NB! Я всю жизнь страдала от людской “теплоты”! 1932 г.
Теплых сужу — как в Евангелии. В моей оценке “теплоты” собеседника — уже бесконечное <пропуск одного слова>, снисхождение: снижение.] Прочтя, задумалась, п. ч. во мне ее нет (так что, если Вам именно ее не хватает — со мной больше чем с кем бы то ни было и — вечно будет не хватать!). И тут же, мысленно перечеркнув, заменила: нежность. И тоже задумалась, п. ч. она во мне есть.
Дитя, никогда не берите (а м. б. — не ждите!) — никогда не применяйте ко мне того, что заведомо не может жечь: ведь даже лед жжет! И бесстрастие жжет. Всякий абсолют жжет. А вот теплота — нет, п. ч. она тогда уже жар, т. е. ее уже нет. (Степень (ступень) ведущая к собственному уничтожению.) Обратное жару не холод, а теплота.
А нежность — от ледяной до смоляной! И всё-таки — нежность.
Так вот, об этой нежности моей, сосущей и растущей, так неожиданно вставшей и так певуче во мне жалующейся. Я очень счастлива. Это совсем как смычок.
Теперь, начистоту: есть ли у Вас мир, кроме моего: Души? — Значат ли что-нибудь в Вашей жизни: дела, деньги, друзья, идеи, войны, новости, открытия, смена правительств, спорт, моды, — всё чем заполнен день (— проще бы “Дни”). Вне их отражения в мире Души, конечно (которое есть преображение!), ибо тогда: и вода — не вода и земля — не земля. Существует ли для Вас всё это как таковое?

■ **Цель задания**
Выпишите из отрывка о теплоте и нежности без изменений всё от слов «Теплых сужу —» и вниз до слов «всё-таки — нежность.». Следующий далее список никак не связан с отрывком о теплоте и нежности.

■ **Представленные данные**
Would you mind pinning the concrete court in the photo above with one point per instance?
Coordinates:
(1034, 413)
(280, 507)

■ **Ответ на задание**
Теплых сужу — как в Евангелии. В моей оценке “теплоты” собеседника — уже бесконечное <пропуск одного слова>, снисхождение: снижение.] Прочтя, задумалась, п. ч. во мне ее нет (так что, если Вам именно ее не хватает — со мной больше чем с кем бы то ни было и — вечно будет не хватать!). И тут же, мысленно перечеркнув, заменила: нежность. И тоже задумалась, п. ч. она во мне есть.
Дитя, никогда не берите (а м. б. — не ждите!) — никогда не применяйте ко мне того, что заведомо не может жечь: ведь даже лед жжет! И бесстрастие жжет. Всякий абсолют жжет. А вот теплота — нет, п. ч. она тогда уже жар, т. е. ее уже нет. (Степень (ступень) ведущая к собственному уничтожению.) Обратное жару не холод, а теплота.
А нежность — от ледяной до смоляной! И всё-таки — нежность.